Records =
□ □ □ □ □ □ □

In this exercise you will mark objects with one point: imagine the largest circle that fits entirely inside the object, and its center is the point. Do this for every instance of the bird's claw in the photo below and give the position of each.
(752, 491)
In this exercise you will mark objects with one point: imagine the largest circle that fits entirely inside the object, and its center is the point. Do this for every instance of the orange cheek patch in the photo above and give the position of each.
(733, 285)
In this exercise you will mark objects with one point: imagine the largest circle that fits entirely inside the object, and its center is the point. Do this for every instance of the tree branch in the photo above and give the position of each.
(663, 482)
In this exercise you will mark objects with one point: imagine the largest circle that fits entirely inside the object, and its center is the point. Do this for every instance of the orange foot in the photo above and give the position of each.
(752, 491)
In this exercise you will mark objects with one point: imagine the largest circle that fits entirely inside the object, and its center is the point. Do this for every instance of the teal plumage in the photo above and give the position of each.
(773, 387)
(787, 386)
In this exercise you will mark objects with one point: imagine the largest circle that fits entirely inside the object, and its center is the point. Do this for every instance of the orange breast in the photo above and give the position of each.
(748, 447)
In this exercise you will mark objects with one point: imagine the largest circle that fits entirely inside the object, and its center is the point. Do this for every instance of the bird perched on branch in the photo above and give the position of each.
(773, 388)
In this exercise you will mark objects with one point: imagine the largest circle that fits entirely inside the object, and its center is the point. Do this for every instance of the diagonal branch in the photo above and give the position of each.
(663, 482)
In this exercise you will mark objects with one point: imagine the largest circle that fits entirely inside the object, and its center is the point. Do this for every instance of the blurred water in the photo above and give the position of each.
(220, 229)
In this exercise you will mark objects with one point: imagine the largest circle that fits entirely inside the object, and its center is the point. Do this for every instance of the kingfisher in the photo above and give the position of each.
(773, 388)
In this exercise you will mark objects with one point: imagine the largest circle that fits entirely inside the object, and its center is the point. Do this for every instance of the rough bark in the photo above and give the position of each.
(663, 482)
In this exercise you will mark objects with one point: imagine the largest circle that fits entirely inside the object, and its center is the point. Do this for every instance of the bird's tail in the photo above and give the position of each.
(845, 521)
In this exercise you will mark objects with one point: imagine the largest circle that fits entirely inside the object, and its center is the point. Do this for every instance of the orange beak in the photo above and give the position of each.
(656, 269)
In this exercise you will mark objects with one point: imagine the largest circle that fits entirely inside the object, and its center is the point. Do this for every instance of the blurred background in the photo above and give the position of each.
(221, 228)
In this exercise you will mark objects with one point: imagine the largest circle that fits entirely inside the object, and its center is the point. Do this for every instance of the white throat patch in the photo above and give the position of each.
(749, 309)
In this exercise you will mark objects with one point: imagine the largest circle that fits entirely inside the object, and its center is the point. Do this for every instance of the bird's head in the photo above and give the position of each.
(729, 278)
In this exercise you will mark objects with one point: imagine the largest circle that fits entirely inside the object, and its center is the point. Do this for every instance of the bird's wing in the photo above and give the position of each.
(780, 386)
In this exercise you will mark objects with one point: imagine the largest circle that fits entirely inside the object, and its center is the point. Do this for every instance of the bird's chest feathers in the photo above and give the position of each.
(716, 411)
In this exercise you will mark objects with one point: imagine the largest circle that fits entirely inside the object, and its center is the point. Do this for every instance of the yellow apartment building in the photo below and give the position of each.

□ □ □ □ □ □ □

Problem to solve =
Transcribe all of the material without omitting a line.

Result for this task =
In this exercise you will mark objects with one point: imagine the largest circle that fits entirely inside the object, and its center is the point. Do this for every instance of the bird's claw in the photo below and give the position of each.
(752, 491)
In this exercise you will mark objects with one point: imagine the largest circle that fits entirely inside the object, and its center is the point. Do this for every instance of the orange cheek patch in the photo above and give the position of each.
(733, 285)
In this exercise you will mark objects with one point: imagine the largest circle that fits entirely inside the object, and its center is the point. Do this for every instance of the tree branch in the photo above and give the position of each.
(663, 482)
In this exercise you will mark objects with one point: imagine the largest circle that fits entirely inside the object, and its center is the point. Do this for every instance of the orange foot in the photo above and give the position of each.
(752, 491)
In this exercise you will mark objects with one point: imagine the largest circle that fits entirely inside the object, and its center is the point. Do this for every instance of the teal plumage in the photo above and give the position of each.
(773, 387)
(787, 386)
In this exercise you will mark objects with one point: imagine the largest circle that fits entirely inside the object, and its center is the point. Do this for every instance of the orange breast in the photo above and give the position of each.
(748, 447)
In this exercise you will mark objects with one point: imagine the largest circle that fits entirely inside the object, and its center is the point. Do this for every instance of the bird perched on branch in the photo above and give the position of each.
(773, 388)
In this exercise you will mark objects with one point: imagine the largest circle that fits entirely inside the object, and its center is the point. Do this for every instance of the diagonal branch in the photo above and give the position of each.
(663, 482)
In this exercise you will mark objects with one point: imagine the largest circle that fits entirely inside the object, and its center is the point. Do this for every instance of the blurred water in the photo above and give the position of each.
(220, 229)
In this exercise you will mark objects with one point: imagine the largest circle that fits entirely inside the object, and its center is the point. Do this for every instance of the kingfisher in the photo above and give the position of each.
(773, 388)
In this exercise you will mark objects with one point: imagine the largest circle that fits entirely inside the object, and its center is the point. Do this for every instance of the rough bark in the photo above and give the position of each.
(663, 482)
In this exercise you will mark objects with one point: imagine the largest circle that fits entirely inside the object, and its center is the point. Do this for every instance of the bird's tail in the photo above and give the position of each.
(845, 521)
In this exercise you will mark objects with one point: imagine the largest circle that fits entirely inside the object, and its center is the point. Do this for every instance of the orange beak in the photo above and give the position of each.
(656, 269)
In this exercise you will mark objects with one point: imagine the largest circle that fits entirely inside the object, and its center is the point. Do this for every instance of the blurred background in the photo above and give the position of each.
(221, 228)
In this exercise you will mark objects with one point: imagine the largest circle that fits entirely inside the object, and its center is the point. Do this for every instance of the white throat patch in the photo above and give the position of each.
(749, 309)
In this exercise you will mark objects with one point: imagine the largest circle that fits entirely inside the object, and its center is the point. Do this for every instance of the bird's head in the photo above and give the position of each.
(729, 278)
In this exercise you will mark objects with one point: imagine the largest circle that fits entirely inside the object, and its center is the point. Do this for every instance of the bird's wing in the photo above and give the position of each.
(780, 386)
In this exercise you will mark objects with one point: imagine the largest circle that fits entirely inside the object, and its center is the point. Do this for every instance of the bird's chest feathers in the photo above and give the position of each.
(716, 411)
In this exercise you will mark objects with one point: imagine the largest circle that fits entirely inside the object, and its center is the point. Do this for every instance of the yellow apartment building in the photo below and give the position of each.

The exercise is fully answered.